About this task :: An exact copy of all the records is the expected answer.

Entries taken from a collection ::
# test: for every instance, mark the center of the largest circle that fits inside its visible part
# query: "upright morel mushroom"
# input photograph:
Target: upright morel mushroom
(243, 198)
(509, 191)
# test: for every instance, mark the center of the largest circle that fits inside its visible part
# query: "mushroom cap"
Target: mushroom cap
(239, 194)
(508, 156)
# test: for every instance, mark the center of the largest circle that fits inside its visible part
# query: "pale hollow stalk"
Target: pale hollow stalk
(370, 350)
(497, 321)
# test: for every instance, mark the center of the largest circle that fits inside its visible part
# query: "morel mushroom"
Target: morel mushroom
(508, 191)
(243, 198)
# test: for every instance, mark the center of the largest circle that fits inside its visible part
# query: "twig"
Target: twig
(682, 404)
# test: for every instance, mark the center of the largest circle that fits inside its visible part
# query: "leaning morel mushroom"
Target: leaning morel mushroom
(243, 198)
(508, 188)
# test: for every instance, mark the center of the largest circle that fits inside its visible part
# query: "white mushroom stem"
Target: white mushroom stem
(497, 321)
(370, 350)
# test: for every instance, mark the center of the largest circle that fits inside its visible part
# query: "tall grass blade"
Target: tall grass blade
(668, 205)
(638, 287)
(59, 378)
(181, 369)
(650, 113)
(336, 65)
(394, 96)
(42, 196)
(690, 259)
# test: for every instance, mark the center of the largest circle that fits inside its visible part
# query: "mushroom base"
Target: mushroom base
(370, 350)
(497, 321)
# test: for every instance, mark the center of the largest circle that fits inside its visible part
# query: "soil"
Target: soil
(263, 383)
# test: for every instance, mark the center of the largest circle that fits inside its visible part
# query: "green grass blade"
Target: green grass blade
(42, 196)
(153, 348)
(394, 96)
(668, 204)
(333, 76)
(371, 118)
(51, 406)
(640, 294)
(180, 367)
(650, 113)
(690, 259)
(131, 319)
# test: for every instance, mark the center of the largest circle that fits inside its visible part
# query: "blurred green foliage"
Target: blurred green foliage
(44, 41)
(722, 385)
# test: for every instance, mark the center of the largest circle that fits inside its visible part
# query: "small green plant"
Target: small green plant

Answer box ::
# test: for every instance, mark the center of the largest circle that fits inside its visible part
# query: "upright morel mushroom"
# input photograph:
Target: upright morel mushroom
(243, 198)
(509, 191)
# test: for every instance, mark the center of the largest circle that fits inside its visible part
# query: "mushroom cap"
Target: mushroom cap
(239, 194)
(508, 156)
# test: for every instance, mark the center of the largest circle that fits inside its visible part
# query: "pale hollow stalk"
Target: pale hollow stalk
(370, 350)
(497, 321)
# test: for every instance, mark the center of the largest circle that fits inside its visible part
# query: "morel mushroom"
Target: morel mushroom
(508, 191)
(243, 198)
# test: for every instance, mark the center of the largest circle that fits inside its visible part
# query: "twig"
Target: twig
(682, 404)
# test: for every instance, mark the center of the largest circle that fits inside its visible part
# query: "leaning morel mushroom"
Target: leaning morel mushroom
(243, 198)
(508, 188)
# test: for every instance, mark the center of the largest circle that fits inside its visible part
# query: "white mushroom stem"
Target: white mushroom stem
(497, 321)
(370, 350)
# test: for every instance, mark the center of the largest circle that fits inside its visible part
# query: "tall grass blade"
Target: tall grass blade
(668, 205)
(638, 287)
(59, 378)
(181, 369)
(650, 113)
(336, 65)
(394, 96)
(42, 196)
(690, 259)
# test: for every instance, mark the center of the largest circle that fits inside its visible part
# query: "mushroom base"
Target: mushroom base
(370, 350)
(497, 321)
# test: for every instance, mark the center of the largest circle that fits inside its visible part
# query: "soil"
Target: soil
(263, 383)
# test: for every instance, mark the center of the largest circle that fits inside its visible part
# query: "green grass blade"
Target: green grass blade
(42, 196)
(153, 348)
(394, 96)
(668, 204)
(333, 76)
(371, 118)
(51, 406)
(640, 294)
(180, 367)
(650, 113)
(690, 259)
(131, 319)
# test: for every instance, mark the center of the largest circle that fits inside its visible part
# query: "blurred green foliage"
Target: blurred green foliage
(44, 41)
(722, 385)
# test: for every instance, mark the center of the largest circle that fits inside its visible part
# query: "small green plant"
Target: small green plant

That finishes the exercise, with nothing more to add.